» **STUDY TEXT**:
=== Begin Enclosure ===
Speaker 3:Sure, so it all started in 1993. I opened my first restaurant and from that day on I just started building. So I built my restaurants. I did all the tile work, did all the stone work, so you were doing the actual work.
Speaker 1:Oh, I did it all. We couldn't afford it.
Speaker 3:I started with $60,000. I had no money we were broke.
Speaker 1:Louder for the people in the back. Yeah, we were broke.
Speaker 3:So I mean, we had nothing so so when I started the business, I was bootstrapping everything. So then I start doing all the tower work and customer will come in and say, hey, do you know a plumber, you know electrician? I'm like, yeah, I sent them my plumber, my electrician. And then all of a sudden they were coming back to me and saying, hey, we have a problem with the plumbing. I'm like, I didn't hire him, you did. So, then I just started my construction company from there. So, I've been in construction almost 30 years.
=== End Enclosure ===
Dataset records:
=== Begin Enclosure ===
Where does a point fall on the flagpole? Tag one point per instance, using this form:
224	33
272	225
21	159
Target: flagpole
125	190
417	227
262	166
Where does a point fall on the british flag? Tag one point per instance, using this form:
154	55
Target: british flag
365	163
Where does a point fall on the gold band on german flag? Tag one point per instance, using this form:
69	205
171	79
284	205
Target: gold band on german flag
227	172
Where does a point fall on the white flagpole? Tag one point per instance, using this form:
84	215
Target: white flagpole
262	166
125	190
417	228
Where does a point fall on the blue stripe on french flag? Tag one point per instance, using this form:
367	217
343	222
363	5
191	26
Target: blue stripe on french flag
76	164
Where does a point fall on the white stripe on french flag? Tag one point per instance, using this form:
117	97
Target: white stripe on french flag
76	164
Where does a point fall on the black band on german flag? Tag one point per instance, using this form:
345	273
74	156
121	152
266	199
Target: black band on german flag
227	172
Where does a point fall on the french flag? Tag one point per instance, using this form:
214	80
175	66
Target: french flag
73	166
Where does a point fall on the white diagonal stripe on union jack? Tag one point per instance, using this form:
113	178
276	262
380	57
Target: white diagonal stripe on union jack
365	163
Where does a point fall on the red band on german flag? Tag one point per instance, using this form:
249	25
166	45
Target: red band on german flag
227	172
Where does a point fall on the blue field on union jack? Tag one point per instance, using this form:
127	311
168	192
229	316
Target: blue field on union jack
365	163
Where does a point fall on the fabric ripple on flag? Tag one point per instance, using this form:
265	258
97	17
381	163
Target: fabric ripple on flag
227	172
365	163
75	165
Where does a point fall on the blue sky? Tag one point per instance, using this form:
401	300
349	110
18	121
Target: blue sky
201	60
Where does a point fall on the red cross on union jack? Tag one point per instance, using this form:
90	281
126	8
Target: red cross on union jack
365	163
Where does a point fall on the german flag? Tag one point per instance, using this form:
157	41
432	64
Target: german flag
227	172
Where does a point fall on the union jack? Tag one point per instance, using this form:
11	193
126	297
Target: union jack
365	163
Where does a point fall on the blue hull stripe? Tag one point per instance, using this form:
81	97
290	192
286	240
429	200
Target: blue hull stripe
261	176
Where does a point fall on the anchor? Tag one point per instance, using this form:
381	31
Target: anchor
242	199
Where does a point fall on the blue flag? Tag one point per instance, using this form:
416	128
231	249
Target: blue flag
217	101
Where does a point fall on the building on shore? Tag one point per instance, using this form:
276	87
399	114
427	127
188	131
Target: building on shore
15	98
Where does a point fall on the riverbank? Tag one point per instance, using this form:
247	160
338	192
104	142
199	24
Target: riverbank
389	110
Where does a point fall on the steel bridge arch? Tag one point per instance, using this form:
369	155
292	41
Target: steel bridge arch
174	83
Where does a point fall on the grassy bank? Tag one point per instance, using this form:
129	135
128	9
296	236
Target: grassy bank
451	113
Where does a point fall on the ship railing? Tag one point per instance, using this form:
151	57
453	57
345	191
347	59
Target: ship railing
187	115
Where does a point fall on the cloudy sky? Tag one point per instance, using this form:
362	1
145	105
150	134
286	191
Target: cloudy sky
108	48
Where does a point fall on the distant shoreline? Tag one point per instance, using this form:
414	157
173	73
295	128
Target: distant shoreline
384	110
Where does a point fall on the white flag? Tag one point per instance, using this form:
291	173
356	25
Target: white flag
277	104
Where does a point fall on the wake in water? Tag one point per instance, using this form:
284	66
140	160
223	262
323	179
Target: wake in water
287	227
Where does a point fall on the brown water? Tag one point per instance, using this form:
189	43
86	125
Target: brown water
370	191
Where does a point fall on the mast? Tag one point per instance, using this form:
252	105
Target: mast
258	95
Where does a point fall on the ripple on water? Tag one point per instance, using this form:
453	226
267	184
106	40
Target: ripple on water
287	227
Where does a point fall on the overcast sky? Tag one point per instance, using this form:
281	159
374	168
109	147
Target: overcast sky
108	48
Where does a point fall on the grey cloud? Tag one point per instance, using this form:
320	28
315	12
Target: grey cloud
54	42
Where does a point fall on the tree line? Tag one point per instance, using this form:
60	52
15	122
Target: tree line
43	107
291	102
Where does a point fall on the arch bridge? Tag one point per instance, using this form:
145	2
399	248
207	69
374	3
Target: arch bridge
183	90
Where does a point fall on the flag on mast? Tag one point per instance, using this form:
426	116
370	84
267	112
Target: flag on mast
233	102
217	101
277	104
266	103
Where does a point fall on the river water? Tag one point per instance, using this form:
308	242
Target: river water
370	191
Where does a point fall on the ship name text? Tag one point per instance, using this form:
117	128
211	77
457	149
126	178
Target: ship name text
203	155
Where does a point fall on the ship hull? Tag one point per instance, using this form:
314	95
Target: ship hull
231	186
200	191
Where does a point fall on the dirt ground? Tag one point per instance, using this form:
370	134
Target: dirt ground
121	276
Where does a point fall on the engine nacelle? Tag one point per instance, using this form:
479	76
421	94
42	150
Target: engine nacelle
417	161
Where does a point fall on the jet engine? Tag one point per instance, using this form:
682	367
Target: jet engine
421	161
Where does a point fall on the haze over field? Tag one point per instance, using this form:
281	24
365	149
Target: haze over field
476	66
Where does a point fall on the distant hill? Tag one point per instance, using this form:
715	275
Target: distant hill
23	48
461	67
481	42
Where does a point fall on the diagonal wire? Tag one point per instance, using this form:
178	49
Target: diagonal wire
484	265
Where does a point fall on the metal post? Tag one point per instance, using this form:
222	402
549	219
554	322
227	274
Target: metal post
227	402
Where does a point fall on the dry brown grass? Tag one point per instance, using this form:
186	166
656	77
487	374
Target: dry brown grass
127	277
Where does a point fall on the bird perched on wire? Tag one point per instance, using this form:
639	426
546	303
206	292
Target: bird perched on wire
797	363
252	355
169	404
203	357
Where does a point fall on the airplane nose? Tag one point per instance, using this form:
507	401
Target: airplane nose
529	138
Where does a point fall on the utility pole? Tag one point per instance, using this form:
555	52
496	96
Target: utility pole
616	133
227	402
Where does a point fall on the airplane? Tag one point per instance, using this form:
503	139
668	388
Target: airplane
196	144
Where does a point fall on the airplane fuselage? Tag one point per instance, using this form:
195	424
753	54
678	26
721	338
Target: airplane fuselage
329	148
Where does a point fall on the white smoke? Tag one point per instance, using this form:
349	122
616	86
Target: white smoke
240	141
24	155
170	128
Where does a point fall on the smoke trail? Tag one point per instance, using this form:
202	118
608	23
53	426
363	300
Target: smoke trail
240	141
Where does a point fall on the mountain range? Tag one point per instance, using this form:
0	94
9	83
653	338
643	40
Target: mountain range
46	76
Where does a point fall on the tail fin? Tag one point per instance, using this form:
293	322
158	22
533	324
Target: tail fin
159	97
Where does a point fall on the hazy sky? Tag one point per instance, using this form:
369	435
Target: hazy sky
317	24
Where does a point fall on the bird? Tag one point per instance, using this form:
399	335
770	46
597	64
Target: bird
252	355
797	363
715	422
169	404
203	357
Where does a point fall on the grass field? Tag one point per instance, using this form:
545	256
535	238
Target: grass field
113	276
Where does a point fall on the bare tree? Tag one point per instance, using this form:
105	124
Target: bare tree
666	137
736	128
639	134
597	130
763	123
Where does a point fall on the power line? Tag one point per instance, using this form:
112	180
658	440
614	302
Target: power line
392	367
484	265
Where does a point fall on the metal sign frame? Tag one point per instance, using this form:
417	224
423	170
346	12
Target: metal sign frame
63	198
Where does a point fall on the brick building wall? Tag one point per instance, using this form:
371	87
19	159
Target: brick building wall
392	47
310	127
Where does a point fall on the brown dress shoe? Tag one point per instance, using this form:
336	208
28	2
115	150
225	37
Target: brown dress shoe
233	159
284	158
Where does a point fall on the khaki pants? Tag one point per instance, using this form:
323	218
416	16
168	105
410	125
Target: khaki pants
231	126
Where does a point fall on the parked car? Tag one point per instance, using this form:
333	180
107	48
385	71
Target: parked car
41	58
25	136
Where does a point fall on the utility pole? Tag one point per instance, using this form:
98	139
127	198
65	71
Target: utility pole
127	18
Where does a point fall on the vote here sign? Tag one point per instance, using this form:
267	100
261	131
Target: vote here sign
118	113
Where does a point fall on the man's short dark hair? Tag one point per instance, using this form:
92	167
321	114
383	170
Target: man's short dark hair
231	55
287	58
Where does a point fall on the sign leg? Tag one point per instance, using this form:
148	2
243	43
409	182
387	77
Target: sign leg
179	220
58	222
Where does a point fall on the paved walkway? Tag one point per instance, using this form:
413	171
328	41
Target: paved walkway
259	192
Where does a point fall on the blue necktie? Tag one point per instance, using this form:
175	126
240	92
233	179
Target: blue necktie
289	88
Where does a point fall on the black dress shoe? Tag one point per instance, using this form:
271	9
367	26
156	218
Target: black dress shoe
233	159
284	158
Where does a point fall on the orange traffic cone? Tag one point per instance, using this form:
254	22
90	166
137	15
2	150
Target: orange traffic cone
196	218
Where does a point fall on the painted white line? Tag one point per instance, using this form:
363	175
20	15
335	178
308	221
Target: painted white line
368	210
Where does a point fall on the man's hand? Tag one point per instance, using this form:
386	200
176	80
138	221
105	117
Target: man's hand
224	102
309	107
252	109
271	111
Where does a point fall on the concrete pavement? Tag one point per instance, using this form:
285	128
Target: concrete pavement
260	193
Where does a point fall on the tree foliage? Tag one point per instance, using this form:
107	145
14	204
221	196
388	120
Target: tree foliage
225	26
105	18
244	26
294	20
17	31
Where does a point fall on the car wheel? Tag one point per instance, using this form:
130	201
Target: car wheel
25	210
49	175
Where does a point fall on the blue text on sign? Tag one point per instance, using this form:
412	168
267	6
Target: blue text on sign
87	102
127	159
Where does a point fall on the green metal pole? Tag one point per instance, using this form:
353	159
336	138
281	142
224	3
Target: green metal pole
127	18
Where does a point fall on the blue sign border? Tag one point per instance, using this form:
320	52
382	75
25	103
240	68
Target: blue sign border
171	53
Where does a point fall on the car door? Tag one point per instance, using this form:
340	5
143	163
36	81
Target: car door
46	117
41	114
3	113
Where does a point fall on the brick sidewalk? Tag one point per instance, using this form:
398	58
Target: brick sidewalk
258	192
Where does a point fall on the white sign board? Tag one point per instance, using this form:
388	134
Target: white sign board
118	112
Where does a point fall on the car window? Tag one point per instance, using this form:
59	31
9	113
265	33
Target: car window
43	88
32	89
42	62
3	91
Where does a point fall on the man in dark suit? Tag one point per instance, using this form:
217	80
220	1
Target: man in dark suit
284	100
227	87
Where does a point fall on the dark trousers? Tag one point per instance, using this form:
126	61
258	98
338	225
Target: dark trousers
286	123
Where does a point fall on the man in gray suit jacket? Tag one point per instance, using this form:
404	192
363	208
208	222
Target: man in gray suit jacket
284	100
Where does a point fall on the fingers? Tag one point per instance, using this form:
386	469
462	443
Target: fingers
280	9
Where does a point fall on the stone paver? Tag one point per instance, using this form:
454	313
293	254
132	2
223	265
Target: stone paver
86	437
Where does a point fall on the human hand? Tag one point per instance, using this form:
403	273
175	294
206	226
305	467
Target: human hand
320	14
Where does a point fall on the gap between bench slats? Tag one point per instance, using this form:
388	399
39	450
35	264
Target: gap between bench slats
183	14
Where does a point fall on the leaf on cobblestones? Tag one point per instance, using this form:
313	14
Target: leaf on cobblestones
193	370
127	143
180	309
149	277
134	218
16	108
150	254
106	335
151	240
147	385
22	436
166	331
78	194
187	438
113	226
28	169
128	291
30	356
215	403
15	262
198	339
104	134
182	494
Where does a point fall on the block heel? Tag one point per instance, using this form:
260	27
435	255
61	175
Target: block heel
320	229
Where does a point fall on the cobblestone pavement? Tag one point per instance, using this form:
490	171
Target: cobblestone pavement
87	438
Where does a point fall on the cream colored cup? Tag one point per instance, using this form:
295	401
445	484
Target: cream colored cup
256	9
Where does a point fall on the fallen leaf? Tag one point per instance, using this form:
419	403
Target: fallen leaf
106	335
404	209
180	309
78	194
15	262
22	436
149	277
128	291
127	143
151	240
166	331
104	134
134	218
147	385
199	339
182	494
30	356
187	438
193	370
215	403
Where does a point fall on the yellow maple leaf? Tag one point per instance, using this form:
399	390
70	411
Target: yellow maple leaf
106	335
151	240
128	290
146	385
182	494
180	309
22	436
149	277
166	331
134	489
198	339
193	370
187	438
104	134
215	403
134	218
=== End Enclosure ===
» **ASSIGNMENT**:
Return the full conversation about starting out with restaurants and construction, word for word.

» **ANSWER TO THIS EXERCISE**:
Speaker 3:Sure, so it all started in 1993. I opened my first restaurant and from that day on I just started building. So I built my restaurants. I did all the tile work, did all the stone work, so you were doing the actual work.
Speaker 1:Oh, I did it all. We couldn't afford it.
Speaker 3:I started with $60,000. I had no money we were broke.
Speaker 1:Louder for the people in the back. Yeah, we were broke.
Speaker 3:So I mean, we had nothing so so when I started the business, I was bootstrapping everything. So then I start doing all the tower work and customer will come in and say, hey, do you know a plumber, you know electrician? I'm like, yeah, I sent them my plumber, my electrician. And then all of a sudden they were coming back to me and saying, hey, we have a problem with the plumbing. I'm like, I didn't hire him, you did. So, then I just started my construction company from there. So, I've been in construction almost 30 years.